• **SUPPLIED TEXT**:
########

This and the next few slides outline several of the dozen or so use-cases for virtualization in HPC. The value of these use-cases to an HPC customer needs to be measured against any performance degradations introduced by virtualization to assess the utility of a virtualized HPC approach. I believe that several of these use-cases are compelling enough for virtualization to warrant serious attention from the HPC community as a future path for the entire community.

Heterogeneity. Many HPC sites support end users with a wide array of software requirements. While some may be able to use the default operating system version installed at a site, others may require a different version of the same OS due to application constraints. Yet others may require a completely different OS or the installation of other non-standard software on their compute nodes. With virtualization, the choice of operating system, application, and software stack is left to end users (or ISVs) who package their software into pre-built virtual machines for execution on an HPC hardware resource, much the way cloud computing offerings work today. In such an environment, site administrators manage the life cycle of virtual machines rather than configuring and providing a proliferation of different software stacks to meet their users' disparate needs. Of course, a site may still elect to make standard software environments available for those users who do not require custom compute environments.

Effective distributed resource management is an important aspect of HPC site administration. Scheduling a mixture of jobs of various sizes and priorities onto shared compute resources is a complex process that can often lead to less than optimal use of available resources. Using Live Migration, a distributed resource management system can make dynamic provisioning decisions to shift running jobs onto different compute nodes to free resources for an arriving high-priority job, or to consolidate running workloads onto fewer resources for power management purposes.

For those not familiar, Live Migration allows a running guest OS instance to be shifted from one physical machine to another without shutting it down. More precisely, the OS instance continues to run as its memory pages are migrated and then at some point, it is actually stopped so the remaining pages can be migrated to the new machine, at which point its execution can be resumed. The technique is described in detail in this paper.

########

• **DATASET ROWS**:

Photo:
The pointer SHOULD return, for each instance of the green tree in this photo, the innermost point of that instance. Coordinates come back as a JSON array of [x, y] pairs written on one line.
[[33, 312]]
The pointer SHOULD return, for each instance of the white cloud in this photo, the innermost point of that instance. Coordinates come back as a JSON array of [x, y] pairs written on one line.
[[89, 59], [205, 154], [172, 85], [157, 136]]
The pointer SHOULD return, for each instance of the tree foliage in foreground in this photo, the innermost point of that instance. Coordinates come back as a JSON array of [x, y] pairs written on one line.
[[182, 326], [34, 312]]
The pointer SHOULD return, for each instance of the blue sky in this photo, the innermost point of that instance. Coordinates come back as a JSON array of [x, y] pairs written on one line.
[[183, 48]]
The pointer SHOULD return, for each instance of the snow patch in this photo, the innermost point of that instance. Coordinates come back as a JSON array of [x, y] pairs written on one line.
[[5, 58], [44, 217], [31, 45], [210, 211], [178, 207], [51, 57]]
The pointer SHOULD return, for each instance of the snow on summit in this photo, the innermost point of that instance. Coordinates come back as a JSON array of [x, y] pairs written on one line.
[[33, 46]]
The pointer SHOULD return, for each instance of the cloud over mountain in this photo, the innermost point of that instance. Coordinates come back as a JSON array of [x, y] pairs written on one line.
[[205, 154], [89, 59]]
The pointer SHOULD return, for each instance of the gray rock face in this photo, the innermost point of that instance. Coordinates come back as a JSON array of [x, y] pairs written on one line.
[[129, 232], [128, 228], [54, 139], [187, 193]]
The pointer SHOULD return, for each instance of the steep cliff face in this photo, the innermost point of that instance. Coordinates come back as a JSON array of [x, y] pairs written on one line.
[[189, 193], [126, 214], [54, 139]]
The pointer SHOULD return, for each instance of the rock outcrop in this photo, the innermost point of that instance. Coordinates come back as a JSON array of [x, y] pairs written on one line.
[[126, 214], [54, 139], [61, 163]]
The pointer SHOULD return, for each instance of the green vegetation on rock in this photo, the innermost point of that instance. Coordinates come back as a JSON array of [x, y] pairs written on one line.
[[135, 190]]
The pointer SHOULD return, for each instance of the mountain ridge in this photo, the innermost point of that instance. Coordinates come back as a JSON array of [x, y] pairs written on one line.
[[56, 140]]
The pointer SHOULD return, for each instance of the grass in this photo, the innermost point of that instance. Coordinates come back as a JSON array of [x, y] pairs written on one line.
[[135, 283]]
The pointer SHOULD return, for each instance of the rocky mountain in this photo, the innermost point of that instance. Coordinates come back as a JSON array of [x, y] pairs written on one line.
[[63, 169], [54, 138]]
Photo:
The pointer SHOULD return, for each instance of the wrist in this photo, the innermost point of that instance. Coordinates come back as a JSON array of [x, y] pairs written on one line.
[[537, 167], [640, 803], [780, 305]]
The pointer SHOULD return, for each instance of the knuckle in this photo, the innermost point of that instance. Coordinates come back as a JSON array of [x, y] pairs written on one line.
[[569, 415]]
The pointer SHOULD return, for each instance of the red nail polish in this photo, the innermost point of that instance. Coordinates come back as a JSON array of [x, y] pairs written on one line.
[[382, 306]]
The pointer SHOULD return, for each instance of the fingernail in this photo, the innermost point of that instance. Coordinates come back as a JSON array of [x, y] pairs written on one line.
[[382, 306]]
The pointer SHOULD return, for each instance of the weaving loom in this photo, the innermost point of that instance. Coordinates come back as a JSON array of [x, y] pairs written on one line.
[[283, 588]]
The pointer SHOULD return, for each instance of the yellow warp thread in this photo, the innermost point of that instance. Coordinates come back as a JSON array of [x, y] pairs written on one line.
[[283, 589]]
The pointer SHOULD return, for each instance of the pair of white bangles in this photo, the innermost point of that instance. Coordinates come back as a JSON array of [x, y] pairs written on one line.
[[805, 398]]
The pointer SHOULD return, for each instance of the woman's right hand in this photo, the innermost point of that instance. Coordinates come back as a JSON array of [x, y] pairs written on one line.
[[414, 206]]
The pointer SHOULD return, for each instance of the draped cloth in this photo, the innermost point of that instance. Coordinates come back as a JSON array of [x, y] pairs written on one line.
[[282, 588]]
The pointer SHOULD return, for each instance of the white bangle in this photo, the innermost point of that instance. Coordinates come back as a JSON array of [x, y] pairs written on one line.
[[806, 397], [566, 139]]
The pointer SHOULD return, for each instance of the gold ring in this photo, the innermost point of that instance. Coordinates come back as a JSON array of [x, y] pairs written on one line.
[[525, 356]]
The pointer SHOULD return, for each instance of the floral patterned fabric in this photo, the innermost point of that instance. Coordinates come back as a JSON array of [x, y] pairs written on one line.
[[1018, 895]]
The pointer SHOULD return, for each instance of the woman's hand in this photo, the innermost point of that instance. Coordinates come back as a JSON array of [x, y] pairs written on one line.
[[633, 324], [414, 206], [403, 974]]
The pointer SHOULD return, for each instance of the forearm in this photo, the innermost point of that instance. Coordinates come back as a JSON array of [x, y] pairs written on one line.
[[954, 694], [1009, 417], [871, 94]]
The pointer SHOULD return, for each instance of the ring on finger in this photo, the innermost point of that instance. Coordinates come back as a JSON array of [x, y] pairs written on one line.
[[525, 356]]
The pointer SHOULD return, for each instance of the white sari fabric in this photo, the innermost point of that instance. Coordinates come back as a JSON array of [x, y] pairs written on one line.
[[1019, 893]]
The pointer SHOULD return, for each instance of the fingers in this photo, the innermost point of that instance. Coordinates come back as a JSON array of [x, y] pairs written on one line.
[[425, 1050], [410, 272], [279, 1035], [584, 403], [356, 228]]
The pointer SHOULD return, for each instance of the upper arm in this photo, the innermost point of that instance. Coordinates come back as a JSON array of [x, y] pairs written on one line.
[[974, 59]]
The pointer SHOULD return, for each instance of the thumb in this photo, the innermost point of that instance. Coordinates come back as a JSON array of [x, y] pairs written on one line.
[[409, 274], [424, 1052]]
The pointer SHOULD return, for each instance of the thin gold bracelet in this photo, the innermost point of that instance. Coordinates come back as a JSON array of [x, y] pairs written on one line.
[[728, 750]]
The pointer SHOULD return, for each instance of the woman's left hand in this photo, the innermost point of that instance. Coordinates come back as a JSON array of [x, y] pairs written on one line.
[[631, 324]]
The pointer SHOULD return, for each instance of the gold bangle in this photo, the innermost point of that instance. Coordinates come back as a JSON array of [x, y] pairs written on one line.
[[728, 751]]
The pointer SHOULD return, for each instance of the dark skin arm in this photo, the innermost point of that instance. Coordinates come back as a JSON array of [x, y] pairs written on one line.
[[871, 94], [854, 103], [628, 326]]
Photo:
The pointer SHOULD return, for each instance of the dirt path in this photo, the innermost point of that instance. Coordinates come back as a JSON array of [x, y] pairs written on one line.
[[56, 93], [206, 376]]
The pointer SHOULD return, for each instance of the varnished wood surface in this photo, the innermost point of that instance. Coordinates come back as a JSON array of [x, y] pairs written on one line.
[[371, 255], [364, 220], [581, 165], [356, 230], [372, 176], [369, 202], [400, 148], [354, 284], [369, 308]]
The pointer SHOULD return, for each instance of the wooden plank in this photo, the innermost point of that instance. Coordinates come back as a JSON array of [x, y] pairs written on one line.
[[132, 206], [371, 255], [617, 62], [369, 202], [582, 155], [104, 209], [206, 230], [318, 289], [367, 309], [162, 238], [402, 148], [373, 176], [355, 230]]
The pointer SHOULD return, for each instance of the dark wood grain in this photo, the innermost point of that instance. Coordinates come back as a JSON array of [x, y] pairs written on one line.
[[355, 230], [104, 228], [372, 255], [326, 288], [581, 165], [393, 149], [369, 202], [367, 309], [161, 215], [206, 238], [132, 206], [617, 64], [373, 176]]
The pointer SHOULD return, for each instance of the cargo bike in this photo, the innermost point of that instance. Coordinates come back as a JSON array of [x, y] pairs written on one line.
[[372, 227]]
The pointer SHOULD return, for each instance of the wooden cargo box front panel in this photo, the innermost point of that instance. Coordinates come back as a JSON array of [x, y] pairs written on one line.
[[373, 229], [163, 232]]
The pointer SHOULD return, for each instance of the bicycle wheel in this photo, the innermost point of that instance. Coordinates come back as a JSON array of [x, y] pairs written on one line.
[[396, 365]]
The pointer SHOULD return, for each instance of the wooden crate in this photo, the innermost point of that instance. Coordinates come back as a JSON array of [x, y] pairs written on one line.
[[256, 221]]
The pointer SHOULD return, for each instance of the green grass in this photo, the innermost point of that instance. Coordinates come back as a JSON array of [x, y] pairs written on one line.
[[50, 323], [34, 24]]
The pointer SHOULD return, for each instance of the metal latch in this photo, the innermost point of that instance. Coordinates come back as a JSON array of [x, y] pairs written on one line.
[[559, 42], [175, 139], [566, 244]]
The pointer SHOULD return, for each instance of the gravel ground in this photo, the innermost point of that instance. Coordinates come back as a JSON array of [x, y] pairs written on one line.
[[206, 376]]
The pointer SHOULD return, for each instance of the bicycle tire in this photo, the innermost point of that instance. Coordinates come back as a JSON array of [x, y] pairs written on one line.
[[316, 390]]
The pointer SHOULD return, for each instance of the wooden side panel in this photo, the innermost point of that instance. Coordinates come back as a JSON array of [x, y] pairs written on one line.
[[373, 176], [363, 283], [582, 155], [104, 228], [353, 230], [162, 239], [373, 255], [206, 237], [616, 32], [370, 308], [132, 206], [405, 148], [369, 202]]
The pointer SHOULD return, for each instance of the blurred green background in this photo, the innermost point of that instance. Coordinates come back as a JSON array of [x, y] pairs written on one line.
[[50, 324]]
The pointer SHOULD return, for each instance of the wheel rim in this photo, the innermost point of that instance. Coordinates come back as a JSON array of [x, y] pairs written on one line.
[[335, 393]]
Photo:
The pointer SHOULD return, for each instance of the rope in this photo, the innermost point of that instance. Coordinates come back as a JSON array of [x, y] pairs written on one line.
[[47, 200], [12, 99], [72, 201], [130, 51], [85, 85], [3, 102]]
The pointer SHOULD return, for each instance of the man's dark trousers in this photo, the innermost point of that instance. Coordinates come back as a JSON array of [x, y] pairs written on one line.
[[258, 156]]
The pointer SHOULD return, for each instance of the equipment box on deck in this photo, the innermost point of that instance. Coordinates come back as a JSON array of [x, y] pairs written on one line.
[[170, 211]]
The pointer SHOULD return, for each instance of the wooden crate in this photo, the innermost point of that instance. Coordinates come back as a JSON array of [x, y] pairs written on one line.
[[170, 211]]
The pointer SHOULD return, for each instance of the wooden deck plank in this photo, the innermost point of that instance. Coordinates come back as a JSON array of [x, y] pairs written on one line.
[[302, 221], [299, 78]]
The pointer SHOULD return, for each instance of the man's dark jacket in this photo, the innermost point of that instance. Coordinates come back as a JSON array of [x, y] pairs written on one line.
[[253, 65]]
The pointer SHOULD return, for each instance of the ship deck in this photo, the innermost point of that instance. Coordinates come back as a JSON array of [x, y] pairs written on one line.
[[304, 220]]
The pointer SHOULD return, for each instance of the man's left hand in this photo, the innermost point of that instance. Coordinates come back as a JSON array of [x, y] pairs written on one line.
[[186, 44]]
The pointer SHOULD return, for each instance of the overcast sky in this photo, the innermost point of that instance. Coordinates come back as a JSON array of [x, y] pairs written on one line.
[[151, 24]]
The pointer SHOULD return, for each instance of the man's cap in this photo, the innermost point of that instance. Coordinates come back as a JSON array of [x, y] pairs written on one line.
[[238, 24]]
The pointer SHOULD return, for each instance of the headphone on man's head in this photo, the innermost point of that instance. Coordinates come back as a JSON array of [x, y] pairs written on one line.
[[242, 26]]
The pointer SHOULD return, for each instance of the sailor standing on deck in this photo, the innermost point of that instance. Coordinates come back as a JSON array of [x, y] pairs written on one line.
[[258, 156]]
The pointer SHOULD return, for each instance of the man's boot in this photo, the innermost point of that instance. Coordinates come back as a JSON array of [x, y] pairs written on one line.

########

• **REQUIRED ACTIONS**:
(A) Answer these questions from the text on virtualization in HPC:
(i) Who chooses the operating system, application, and software stack when virtualization is used?
(ii) What do site administrators manage in such an environment instead of many software stacks?
(iii) During Live Migration, what is done to the OS instance so that its remaining memory pages can be moved?
(B) Extend the text on virtualization in HPC past its final sentence.

• **OUTPUTS IN ORDER**:
(A)
(i) End users (or ISVs), who package their software into pre-built virtual machines.
(ii) The life cycle of virtual machines.
(iii) It is stopped, and then its execution resumes on the new machine.

(B)
Live migration can be significantly accelerated by bringing the speed and efficiency of InfiniBand RDMA to bear on the movement of data between systems as described in High Performance Virtual Machine Migration with RDMA over Modern Interconnects by Huang, Gao, Liu, and Panda. See the full paper for details on yet another example of how the Enterprise can benefit from advances made by the HPC community.

The ability to checkpoint long-running jobs has long been an HPC requirement. Checkpoint-restart (CPR) can be used to protect jobs from underlying system failures, to deal with scheduled maintenance events, and to allow jobs to be temporarily preempted by higher-priority jobs and later restarted. While an important requirement, HPC vendors have generally been unable to deliver adequate CPR functionality, requiring application writers to code customized checkpointing capabilities within their applications. Using virtualization to save the state of a virtual machines, both single-VM and multi-VM (e.g. MPI) jobs can be checkpointed more easily and more completely than was achievable with traditional, process-based CPR schemes.

As HPC cluster sizes continue to grow and with them the sizes of distributed parallel applications, it becomes increasingly important to protect application state from underlying hardware failures. Checkpointing is one method for offering this protection, but it is expensive in time and resources since the state of the entire application must be written to disk at each checkpoint interval.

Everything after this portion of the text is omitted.